### EXCERPTED RECORDS

= Beginning of Section =

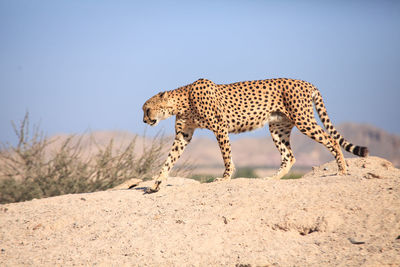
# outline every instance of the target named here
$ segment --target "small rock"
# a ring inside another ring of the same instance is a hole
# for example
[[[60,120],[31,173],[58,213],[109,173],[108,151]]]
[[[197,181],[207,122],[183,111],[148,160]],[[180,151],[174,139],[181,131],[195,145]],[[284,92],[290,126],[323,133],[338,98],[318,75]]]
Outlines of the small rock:
[[[32,228],[32,230],[37,230],[37,229],[39,229],[40,227],[43,227],[43,224],[41,224],[41,223],[39,223],[39,224],[37,224],[36,226],[34,226],[33,228]]]
[[[367,178],[367,179],[372,179],[372,178],[382,179],[381,176],[379,176],[378,174],[372,173],[372,172],[368,172],[366,175],[364,175],[364,178]]]
[[[353,245],[362,245],[365,244],[364,241],[355,241],[353,238],[348,238],[350,243],[352,243]]]
[[[389,168],[393,167],[393,164],[391,162],[382,162],[382,167],[386,168],[386,170],[389,170]]]

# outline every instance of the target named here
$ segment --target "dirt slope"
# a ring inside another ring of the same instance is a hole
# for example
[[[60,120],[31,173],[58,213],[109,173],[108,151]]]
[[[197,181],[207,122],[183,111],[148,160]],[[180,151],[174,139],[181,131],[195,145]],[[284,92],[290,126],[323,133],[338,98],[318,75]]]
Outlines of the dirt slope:
[[[400,171],[379,158],[0,205],[1,266],[398,266]]]

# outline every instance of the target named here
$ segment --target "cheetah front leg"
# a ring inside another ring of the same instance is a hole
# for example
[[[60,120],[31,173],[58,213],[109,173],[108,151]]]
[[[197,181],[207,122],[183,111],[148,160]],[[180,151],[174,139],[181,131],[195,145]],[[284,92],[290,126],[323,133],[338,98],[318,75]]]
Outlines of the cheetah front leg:
[[[231,144],[229,141],[229,135],[227,130],[214,131],[215,137],[217,138],[219,148],[221,150],[222,158],[224,160],[225,172],[222,178],[216,178],[214,181],[225,181],[230,180],[235,171],[235,166],[232,162],[231,155]]]
[[[168,177],[170,170],[182,155],[187,144],[189,144],[190,140],[192,140],[193,132],[194,129],[187,127],[184,120],[176,120],[174,143],[172,144],[167,160],[163,164],[160,173],[155,177],[154,185],[147,188],[145,191],[146,193],[154,193],[160,190],[161,182]]]

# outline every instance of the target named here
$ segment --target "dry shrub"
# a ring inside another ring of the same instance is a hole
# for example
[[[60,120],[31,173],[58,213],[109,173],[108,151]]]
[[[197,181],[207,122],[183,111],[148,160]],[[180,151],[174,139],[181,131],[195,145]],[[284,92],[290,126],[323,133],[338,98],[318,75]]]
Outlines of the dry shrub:
[[[158,134],[137,153],[137,136],[119,148],[111,139],[108,145],[84,156],[82,136],[70,135],[59,148],[49,151],[53,141],[39,127],[34,126],[29,133],[28,113],[18,127],[12,126],[18,144],[1,144],[0,203],[106,190],[131,178],[151,179],[163,163],[168,141]],[[143,142],[148,139],[143,138]],[[96,145],[95,141],[90,145]],[[189,172],[190,167],[181,167],[174,175]]]

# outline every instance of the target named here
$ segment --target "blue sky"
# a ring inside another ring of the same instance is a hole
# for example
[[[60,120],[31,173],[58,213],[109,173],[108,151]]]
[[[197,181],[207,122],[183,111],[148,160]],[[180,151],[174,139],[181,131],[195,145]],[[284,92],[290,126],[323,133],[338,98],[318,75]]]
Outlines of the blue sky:
[[[27,110],[48,135],[143,133],[144,101],[198,78],[307,80],[335,124],[400,134],[399,1],[0,0],[0,38],[1,142]]]

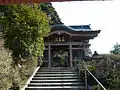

= End of Section =

### TASK GOAL
Each record above should be repeated exactly, please, without pictures.

### ANSWER BOX
# outline every instance of the target named here
$ segment --target "small rock"
# a ring inside another ring of the same instance is a hole
# for example
[[[60,120],[31,173],[58,213],[109,173],[108,151]]]
[[[197,181],[207,122],[183,111],[148,160]],[[180,151],[174,139],[181,131],[195,145]],[[284,92],[290,126],[323,133],[338,98],[318,75]]]
Outlines of the small rock:
[[[32,228],[32,230],[37,230],[37,229],[39,229],[40,227],[43,227],[43,224],[41,224],[41,223],[39,223],[39,224],[37,224],[36,226],[34,226],[33,228]]]
[[[367,178],[367,179],[372,179],[372,178],[382,179],[381,176],[379,176],[378,174],[372,173],[372,172],[368,172],[366,175],[364,175],[364,178]]]
[[[353,245],[362,245],[365,244],[364,241],[355,241],[353,238],[348,238],[350,243],[352,243]]]
[[[389,168],[393,167],[393,164],[391,162],[382,162],[382,167],[386,168],[386,170],[389,170]]]

# outline every instance of the target named here
$ segment --target "dirt slope"
# a ring inside another ring of the same instance is a hole
# for example
[[[60,120],[31,173],[58,213],[109,173],[108,151]]]
[[[197,181],[207,122],[183,111],[148,160]],[[180,151],[174,139],[181,131],[195,145]],[[284,92],[290,126],[323,133],[338,98],[318,75]]]
Outlines of the dirt slope:
[[[400,171],[379,158],[0,205],[1,266],[398,266]]]

# outline every instance of the target named here
$ segment --target "cheetah front leg"
# a ring inside another ring of the same instance is a hole
# for example
[[[60,120],[31,173],[58,213],[109,173],[108,151]]]
[[[197,181],[207,122],[183,111],[148,160]],[[180,151],[174,139],[181,131],[195,145]],[[284,92],[290,126],[323,133],[338,98],[318,75]]]
Outlines of the cheetah front leg:
[[[231,144],[229,141],[229,135],[227,130],[214,131],[215,137],[217,138],[219,148],[221,150],[222,158],[224,160],[225,172],[222,178],[216,178],[214,181],[225,181],[230,180],[235,171],[235,166],[232,162],[231,155]]]
[[[168,177],[170,170],[182,155],[187,144],[189,144],[190,140],[192,140],[193,132],[194,129],[187,127],[184,120],[176,120],[174,143],[172,144],[167,160],[163,164],[160,173],[155,177],[154,185],[147,188],[145,191],[146,193],[154,193],[160,190],[161,182]]]

# outline every instance of the target named here
$ segment --target "dry shrub"
# a ring inside another ring of the same instance is a hole
# for example
[[[60,120],[31,173],[58,213],[109,173],[108,151]]]
[[[197,181],[207,122],[183,111],[148,160]],[[180,151],[174,139],[181,131],[195,145]],[[284,92],[290,126],[323,133],[338,98],[318,75]]]
Outlines of the dry shrub:
[[[158,134],[137,153],[137,136],[119,148],[111,139],[108,145],[84,156],[82,136],[70,135],[59,148],[49,151],[53,141],[39,127],[34,126],[29,133],[28,113],[18,127],[12,126],[18,144],[1,144],[0,203],[106,190],[131,178],[151,179],[163,163],[168,141]],[[143,142],[148,139],[143,138]],[[96,145],[95,141],[90,145]],[[189,172],[190,167],[181,167],[174,175]]]

# outline every instance of the target named here
$ segment --target "blue sky"
# a ring inside another ring of the same instance is a hole
# for example
[[[60,120],[31,173],[58,213],[109,173],[108,151]]]
[[[197,181],[207,122],[183,111],[148,160]],[[180,151],[174,139],[181,131],[195,145]],[[284,92],[290,126],[323,133],[338,98],[318,75]]]
Outlines of the blue sky:
[[[27,110],[48,135],[143,133],[144,101],[198,78],[307,80],[335,124],[400,134],[399,1],[0,0],[0,38],[1,142]]]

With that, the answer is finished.